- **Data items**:
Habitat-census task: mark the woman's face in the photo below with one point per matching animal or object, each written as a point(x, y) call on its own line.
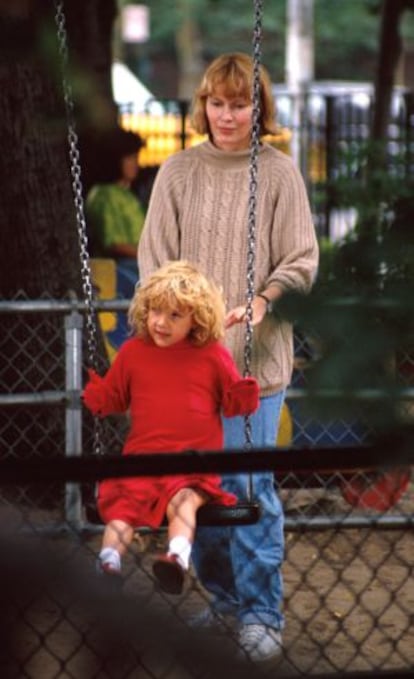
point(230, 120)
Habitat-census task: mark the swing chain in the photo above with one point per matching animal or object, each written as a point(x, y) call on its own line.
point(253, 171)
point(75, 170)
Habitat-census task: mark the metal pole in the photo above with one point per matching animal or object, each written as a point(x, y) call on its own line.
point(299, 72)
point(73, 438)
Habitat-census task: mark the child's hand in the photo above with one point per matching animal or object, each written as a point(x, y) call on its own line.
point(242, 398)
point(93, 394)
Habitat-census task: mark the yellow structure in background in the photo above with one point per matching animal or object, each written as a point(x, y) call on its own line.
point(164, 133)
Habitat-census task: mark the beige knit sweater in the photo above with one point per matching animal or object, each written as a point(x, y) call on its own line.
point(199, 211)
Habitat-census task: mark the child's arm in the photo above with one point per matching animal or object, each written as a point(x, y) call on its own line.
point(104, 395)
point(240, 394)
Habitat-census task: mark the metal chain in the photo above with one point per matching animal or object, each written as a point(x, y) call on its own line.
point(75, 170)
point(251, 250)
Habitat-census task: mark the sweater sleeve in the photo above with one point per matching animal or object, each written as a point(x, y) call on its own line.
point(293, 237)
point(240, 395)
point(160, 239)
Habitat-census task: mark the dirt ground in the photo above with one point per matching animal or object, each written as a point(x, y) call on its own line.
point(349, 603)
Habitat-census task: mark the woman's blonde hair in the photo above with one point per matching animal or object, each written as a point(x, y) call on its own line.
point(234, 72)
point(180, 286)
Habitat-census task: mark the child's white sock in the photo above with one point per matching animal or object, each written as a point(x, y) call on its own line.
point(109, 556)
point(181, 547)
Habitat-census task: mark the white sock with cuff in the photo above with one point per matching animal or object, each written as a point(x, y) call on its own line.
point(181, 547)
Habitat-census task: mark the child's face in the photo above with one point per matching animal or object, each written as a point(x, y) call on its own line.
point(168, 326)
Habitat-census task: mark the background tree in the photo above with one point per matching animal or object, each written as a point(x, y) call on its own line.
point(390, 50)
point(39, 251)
==
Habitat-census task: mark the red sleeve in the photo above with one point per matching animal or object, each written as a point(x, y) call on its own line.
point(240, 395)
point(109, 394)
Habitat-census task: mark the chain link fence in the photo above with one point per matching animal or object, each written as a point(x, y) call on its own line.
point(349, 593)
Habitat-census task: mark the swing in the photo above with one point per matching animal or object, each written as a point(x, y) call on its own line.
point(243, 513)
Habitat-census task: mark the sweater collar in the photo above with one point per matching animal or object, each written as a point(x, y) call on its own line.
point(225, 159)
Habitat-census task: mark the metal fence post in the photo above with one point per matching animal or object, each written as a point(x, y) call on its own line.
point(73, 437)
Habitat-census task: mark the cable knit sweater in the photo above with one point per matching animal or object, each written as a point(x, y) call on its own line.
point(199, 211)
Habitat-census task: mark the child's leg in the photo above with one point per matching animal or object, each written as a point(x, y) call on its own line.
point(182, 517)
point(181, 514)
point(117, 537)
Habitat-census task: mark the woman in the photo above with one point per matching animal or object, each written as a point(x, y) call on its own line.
==
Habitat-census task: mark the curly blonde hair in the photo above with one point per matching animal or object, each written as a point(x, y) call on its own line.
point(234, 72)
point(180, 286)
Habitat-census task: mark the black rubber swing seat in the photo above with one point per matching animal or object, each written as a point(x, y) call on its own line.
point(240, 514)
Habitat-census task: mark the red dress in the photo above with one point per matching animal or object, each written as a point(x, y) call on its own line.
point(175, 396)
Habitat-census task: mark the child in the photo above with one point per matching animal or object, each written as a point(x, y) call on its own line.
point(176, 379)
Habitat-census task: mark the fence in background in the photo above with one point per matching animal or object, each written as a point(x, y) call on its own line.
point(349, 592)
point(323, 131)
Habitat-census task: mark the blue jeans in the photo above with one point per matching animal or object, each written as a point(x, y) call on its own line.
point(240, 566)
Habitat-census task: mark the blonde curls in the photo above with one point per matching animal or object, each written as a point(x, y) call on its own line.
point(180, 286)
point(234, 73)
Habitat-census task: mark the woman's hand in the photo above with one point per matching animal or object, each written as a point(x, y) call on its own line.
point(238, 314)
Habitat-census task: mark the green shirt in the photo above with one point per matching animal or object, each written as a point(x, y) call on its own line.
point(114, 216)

- **WHAT TO WORK ON**:
All that is needed is the exact run of lines above from the line containing "Habitat-census task: mark the chain" through the line containing "Habitat-census task: mark the woman in", both of them included.

- **EXERCISE ANSWER**:
Habitat-census task: mark the chain link fence in the photo above with one point per matching animal or object, each written as a point(x, y) call on its own line.
point(349, 593)
Habitat-census task: mark the swing in the photo above with one point per matching animal or object, each written as a point(x, y) call on its own line.
point(243, 513)
Habitat-census task: mark the sweater collar in the photo above with one point per matching animal or object, each written as a point(x, y) call on its own line.
point(225, 159)
Habitat-census task: mark the metal fence post in the photo above with one point per matching animal or object, each written as a point(x, y) call on its own line.
point(73, 437)
Habitat-census task: mark the cable knit sweater in the photo above with one point per matching animal or object, each written as a point(x, y) call on its own line.
point(199, 211)
Habitat-census task: mark the child's leg in the photo above with one point per matching animal or object, each written as a point(x, y) call on its own line.
point(182, 517)
point(181, 514)
point(117, 537)
Habitat-census task: mark the woman in the photo above with one point per matching animal or object, each written as a point(x, y) call on its own line.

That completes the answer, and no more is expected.